** Begin **

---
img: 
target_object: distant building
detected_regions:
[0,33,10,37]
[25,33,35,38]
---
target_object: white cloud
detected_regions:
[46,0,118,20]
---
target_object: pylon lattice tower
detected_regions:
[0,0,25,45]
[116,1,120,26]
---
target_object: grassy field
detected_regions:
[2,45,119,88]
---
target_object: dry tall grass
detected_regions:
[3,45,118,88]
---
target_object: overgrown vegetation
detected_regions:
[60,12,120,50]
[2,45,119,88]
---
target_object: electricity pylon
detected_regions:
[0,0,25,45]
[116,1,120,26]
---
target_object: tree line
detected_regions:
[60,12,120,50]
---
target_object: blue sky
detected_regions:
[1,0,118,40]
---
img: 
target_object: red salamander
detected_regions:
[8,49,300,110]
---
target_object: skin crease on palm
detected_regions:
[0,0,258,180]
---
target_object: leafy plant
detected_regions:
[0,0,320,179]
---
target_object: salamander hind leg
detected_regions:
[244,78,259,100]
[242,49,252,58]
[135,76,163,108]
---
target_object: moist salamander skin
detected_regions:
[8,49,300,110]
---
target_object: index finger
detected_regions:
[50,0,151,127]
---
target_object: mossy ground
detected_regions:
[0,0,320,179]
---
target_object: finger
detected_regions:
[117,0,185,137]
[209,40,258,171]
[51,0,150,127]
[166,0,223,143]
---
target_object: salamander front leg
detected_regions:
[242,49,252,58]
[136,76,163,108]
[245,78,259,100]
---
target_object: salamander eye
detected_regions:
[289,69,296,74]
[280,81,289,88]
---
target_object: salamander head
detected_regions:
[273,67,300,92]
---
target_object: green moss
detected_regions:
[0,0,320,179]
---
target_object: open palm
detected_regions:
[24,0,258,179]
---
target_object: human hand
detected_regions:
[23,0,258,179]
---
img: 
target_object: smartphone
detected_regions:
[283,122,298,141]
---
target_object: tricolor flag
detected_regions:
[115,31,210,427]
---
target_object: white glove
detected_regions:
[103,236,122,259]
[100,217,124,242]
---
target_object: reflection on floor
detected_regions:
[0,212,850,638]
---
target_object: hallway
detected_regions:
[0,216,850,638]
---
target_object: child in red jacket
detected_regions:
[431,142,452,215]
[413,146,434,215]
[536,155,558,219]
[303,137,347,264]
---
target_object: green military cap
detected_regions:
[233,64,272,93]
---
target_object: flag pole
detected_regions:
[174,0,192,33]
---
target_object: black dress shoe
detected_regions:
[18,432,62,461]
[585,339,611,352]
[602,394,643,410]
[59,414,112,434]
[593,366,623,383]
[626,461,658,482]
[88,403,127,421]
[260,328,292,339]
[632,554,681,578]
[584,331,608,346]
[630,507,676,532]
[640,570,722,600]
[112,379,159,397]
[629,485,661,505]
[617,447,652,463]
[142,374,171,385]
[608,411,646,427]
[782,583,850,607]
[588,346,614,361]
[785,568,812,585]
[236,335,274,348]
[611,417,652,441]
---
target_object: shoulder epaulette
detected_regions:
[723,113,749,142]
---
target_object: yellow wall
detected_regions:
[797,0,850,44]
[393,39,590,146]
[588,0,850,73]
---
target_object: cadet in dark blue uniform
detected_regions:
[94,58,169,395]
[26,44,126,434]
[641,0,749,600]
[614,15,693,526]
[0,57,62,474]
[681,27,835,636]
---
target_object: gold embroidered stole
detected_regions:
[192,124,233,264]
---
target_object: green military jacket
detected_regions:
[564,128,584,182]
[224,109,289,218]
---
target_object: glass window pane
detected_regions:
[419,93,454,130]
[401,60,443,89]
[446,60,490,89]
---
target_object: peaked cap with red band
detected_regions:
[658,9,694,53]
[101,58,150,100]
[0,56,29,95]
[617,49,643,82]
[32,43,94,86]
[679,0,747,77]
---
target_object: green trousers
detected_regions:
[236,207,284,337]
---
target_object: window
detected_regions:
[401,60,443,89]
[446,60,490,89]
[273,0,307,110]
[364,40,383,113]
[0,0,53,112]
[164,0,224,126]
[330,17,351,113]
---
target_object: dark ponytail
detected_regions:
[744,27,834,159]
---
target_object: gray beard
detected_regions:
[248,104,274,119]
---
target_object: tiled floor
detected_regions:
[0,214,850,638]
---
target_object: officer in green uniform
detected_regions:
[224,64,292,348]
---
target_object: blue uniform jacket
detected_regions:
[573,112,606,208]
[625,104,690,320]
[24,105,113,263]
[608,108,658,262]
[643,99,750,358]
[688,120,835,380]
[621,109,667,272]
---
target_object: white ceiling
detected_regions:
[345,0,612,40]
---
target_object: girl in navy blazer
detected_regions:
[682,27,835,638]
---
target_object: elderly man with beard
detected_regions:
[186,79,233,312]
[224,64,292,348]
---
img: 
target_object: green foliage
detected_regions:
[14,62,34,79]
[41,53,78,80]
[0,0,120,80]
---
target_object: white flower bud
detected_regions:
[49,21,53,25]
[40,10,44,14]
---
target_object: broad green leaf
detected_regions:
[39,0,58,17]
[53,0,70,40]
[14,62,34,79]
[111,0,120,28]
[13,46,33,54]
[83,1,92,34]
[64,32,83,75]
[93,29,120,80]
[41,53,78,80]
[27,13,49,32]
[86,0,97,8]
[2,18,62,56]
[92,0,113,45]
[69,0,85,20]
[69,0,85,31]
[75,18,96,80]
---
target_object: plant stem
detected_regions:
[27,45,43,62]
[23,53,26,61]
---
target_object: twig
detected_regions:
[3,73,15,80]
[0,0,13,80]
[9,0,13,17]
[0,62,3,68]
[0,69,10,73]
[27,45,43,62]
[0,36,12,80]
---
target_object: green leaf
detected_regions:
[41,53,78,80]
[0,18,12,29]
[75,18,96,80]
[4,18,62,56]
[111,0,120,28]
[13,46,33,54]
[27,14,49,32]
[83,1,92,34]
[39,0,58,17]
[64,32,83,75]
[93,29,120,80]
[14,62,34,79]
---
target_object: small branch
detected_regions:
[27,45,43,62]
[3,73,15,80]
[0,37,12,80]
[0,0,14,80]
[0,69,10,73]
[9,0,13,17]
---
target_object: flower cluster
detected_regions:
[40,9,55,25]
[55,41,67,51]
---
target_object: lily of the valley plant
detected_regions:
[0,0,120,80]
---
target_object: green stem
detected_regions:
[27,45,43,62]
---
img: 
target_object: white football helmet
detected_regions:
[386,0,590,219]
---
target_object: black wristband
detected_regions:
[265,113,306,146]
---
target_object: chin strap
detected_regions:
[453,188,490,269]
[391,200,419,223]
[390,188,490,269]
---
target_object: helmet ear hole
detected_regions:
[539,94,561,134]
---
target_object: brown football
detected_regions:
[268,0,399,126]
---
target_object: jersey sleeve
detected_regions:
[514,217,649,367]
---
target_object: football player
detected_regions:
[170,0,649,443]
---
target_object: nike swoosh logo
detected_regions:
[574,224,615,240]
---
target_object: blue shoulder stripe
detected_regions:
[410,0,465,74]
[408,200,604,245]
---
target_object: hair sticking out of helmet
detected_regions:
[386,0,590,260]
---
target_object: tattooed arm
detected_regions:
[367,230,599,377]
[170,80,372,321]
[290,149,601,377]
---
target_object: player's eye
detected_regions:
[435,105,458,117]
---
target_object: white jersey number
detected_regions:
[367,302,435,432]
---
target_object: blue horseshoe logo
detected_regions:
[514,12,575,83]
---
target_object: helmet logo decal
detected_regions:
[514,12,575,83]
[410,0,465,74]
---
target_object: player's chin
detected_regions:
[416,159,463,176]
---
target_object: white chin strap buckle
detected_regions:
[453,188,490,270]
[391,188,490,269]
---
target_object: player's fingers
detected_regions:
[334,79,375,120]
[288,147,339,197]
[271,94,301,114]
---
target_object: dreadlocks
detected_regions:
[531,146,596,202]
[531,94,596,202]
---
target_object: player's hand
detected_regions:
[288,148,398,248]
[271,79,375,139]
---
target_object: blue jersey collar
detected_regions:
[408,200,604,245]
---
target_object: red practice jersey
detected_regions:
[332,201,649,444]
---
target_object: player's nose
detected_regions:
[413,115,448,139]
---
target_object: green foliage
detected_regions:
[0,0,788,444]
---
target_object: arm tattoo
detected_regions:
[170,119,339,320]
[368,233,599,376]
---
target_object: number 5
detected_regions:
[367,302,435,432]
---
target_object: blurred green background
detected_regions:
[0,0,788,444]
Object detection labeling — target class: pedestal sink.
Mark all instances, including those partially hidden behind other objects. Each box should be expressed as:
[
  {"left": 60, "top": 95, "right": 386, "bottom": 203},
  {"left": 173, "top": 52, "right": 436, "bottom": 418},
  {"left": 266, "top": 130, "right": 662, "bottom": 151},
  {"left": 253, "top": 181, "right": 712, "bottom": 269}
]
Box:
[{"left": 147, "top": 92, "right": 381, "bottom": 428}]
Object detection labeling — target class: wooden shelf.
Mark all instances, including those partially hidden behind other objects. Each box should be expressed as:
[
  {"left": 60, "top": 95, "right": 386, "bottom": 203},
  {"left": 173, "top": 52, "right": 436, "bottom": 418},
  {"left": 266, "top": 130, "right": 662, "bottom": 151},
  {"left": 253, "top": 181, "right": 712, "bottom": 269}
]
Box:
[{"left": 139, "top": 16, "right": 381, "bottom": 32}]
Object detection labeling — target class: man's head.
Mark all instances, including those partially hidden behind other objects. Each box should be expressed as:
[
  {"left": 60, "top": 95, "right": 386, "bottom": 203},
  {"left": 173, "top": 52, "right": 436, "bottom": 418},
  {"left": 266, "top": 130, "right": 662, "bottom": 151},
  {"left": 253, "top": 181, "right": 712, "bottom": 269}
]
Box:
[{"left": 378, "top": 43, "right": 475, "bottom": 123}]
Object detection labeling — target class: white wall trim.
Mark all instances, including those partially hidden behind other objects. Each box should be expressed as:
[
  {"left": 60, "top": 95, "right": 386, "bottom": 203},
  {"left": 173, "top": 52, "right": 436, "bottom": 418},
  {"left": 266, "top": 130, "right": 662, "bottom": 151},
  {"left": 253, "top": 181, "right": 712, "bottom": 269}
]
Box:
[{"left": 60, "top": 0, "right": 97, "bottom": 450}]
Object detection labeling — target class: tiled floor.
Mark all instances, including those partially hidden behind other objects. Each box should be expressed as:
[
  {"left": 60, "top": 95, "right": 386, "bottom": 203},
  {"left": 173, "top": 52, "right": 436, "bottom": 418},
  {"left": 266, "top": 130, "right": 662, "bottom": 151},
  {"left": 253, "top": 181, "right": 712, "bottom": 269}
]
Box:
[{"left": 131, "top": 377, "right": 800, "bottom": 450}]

** End **

### Problem to work on
Reproduce the material starting at its first line and ending at the line containing "[280,81,289,88]", changing every "salamander" to "newt" and leaving everything else as is.

### Complete response
---
img: 
target_object: distant building
detected_regions:
[0,33,10,37]
[25,33,35,38]
---
target_object: white cloud
detected_regions:
[46,0,118,20]
---
target_object: pylon lattice tower
detected_regions:
[0,0,25,45]
[116,1,120,26]
---
target_object: grassy field
detected_regions:
[2,45,119,88]
---
target_object: dry tall grass
detected_regions:
[3,45,118,88]
---
target_object: overgrown vegetation
detected_regions:
[60,12,120,50]
[2,45,119,88]
---
target_object: electricity pylon
detected_regions:
[0,0,25,45]
[116,1,120,26]
---
target_object: tree line
detected_regions:
[60,12,120,50]
---
target_object: blue sky
detected_regions:
[1,0,118,40]
---
img: 
target_object: red newt
detected_regions:
[8,49,300,110]
---
target_object: skin crease on palm
detected_regions:
[0,0,258,180]
---
target_object: leafy plant
detected_regions:
[0,0,320,179]
---
target_object: newt hind leg
detected_regions:
[244,78,259,100]
[242,49,252,58]
[135,76,163,108]
---
target_object: moist newt skin
detected_regions:
[8,49,300,110]
---
target_object: index finger
detected_regions:
[50,0,151,127]
---
target_object: mossy ground
detected_regions:
[0,0,320,179]
---
target_object: finger
detected_regions:
[117,0,185,137]
[209,40,258,171]
[51,0,150,127]
[166,0,223,143]
---
target_object: newt front leg
detected_regions:
[242,49,252,58]
[136,76,163,108]
[245,78,259,100]
---
target_object: newt eye
detected_regions:
[289,69,296,74]
[280,81,289,88]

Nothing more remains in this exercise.